> [WHAT THE EXERCISE ASKS]:
Could you write out the line containing "[point] red drawer" and all the lines below it in the data, exactly, through the final one and nothing else?
====== DATA FOR PROCESSING ======
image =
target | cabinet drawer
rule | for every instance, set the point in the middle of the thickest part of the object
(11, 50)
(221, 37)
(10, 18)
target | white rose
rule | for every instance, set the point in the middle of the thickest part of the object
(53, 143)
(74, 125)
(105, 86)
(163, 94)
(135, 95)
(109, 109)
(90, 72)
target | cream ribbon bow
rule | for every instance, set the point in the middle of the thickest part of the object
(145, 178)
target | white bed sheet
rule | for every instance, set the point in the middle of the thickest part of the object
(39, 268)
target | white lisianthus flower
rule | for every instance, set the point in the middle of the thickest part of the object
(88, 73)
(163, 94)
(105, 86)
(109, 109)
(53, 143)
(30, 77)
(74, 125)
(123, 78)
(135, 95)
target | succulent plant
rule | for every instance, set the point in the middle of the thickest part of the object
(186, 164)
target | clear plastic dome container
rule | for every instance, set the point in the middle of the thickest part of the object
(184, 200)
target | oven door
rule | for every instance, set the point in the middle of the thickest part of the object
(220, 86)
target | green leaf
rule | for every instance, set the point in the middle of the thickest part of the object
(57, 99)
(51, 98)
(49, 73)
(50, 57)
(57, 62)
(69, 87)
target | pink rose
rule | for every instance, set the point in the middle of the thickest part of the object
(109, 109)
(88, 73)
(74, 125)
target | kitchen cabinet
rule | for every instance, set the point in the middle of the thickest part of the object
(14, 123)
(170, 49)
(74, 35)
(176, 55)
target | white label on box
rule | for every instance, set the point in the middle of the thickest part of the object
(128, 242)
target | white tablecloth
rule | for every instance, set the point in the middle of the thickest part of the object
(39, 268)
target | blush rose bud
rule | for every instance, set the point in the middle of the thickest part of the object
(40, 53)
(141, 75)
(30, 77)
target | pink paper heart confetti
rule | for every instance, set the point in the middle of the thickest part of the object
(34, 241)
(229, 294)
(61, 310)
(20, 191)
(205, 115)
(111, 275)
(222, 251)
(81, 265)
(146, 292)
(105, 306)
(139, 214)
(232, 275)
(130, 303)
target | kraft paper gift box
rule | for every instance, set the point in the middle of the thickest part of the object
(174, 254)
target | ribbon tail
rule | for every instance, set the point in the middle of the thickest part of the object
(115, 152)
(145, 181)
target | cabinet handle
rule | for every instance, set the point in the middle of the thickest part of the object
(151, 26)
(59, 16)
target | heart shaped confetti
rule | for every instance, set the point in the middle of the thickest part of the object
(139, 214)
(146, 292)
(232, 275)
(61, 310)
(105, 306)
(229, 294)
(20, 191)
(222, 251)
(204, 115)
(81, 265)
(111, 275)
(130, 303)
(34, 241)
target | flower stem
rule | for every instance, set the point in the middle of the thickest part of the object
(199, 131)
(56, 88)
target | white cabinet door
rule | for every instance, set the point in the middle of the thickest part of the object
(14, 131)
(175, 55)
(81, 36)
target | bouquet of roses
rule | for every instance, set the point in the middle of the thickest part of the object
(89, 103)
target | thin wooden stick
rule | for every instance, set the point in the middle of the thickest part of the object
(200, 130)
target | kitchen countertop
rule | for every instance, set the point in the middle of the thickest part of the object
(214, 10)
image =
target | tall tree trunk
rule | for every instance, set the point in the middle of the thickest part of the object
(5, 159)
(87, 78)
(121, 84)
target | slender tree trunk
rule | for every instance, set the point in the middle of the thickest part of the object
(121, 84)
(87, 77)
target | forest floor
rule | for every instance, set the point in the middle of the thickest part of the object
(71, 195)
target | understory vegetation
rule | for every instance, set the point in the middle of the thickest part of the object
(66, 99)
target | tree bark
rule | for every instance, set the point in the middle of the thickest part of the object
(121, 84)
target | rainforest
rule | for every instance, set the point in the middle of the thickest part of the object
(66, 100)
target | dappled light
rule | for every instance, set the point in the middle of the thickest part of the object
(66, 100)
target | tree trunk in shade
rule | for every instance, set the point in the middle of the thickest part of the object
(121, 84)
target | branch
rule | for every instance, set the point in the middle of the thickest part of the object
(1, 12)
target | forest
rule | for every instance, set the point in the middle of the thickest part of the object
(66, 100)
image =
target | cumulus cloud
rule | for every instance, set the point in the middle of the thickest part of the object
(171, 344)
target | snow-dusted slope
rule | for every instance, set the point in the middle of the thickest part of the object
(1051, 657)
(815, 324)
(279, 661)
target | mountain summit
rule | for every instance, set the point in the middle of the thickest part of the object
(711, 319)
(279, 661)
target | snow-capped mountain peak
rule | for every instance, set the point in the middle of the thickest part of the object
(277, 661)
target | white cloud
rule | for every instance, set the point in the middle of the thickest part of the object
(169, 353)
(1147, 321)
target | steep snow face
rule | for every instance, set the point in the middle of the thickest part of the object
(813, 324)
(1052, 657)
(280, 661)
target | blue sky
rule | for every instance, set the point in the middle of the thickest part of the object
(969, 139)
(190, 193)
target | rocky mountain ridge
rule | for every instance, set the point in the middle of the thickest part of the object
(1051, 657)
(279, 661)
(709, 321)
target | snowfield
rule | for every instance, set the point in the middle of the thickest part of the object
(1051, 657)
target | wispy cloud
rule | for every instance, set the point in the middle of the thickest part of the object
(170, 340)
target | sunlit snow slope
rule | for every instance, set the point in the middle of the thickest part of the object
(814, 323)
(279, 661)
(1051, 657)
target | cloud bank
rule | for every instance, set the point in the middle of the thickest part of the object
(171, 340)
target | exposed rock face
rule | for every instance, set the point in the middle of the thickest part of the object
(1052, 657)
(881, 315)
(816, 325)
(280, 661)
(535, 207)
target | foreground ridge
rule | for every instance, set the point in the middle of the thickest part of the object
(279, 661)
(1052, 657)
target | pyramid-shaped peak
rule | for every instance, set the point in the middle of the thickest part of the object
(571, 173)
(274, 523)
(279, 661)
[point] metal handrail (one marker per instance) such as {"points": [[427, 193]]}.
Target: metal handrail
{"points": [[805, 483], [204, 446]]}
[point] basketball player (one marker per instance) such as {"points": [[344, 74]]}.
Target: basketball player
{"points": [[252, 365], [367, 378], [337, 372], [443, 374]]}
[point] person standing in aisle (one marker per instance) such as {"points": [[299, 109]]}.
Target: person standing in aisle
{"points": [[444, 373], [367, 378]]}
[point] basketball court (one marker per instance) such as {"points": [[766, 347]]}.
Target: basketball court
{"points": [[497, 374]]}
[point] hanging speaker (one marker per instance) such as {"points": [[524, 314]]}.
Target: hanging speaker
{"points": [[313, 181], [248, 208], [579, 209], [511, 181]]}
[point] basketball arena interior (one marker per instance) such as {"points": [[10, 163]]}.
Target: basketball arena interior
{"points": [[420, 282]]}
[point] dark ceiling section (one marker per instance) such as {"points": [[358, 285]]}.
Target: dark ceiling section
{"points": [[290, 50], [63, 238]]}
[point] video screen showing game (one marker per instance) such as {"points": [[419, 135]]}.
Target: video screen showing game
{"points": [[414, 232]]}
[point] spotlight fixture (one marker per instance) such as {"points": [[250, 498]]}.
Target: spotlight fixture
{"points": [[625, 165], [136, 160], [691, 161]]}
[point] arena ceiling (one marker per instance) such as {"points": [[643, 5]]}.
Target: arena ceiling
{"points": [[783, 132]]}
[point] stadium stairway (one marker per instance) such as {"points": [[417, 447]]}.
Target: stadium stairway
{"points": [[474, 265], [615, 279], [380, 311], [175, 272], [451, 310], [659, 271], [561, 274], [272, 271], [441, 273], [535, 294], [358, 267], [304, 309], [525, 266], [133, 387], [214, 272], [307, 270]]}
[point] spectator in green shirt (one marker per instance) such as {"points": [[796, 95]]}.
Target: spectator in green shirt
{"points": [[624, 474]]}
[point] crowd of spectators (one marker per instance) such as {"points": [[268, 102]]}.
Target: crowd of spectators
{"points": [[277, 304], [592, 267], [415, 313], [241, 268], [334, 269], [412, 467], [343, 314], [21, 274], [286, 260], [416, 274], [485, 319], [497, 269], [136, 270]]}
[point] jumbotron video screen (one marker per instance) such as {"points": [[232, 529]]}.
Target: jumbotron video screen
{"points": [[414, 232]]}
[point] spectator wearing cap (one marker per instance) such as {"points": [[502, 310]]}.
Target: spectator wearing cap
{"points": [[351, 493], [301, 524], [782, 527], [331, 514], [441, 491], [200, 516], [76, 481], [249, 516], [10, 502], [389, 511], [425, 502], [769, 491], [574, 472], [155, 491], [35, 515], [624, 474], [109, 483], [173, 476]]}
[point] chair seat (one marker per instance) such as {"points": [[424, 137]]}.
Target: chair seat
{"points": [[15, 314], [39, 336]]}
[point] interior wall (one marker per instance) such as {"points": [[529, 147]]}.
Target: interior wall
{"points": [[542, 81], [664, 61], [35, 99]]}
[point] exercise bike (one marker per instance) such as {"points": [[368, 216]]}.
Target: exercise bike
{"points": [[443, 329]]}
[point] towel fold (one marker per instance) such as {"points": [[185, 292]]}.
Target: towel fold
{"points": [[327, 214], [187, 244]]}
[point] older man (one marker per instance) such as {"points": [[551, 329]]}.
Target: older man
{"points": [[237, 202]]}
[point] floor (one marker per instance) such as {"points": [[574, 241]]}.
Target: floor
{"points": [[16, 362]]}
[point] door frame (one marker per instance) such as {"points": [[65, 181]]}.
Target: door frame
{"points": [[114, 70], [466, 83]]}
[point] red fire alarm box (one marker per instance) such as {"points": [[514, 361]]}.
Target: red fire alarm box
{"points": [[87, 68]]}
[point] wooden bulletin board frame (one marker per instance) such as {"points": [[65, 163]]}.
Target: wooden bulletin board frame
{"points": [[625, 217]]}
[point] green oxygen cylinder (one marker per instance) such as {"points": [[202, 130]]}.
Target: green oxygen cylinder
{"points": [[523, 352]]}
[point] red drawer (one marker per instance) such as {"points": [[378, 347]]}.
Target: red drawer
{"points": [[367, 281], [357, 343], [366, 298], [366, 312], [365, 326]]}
======
> [REPLY]:
[point] red drawer (one marker per instance) such as {"points": [[378, 347]]}.
Target: red drawer
{"points": [[367, 281], [357, 343], [366, 298], [366, 312], [365, 326]]}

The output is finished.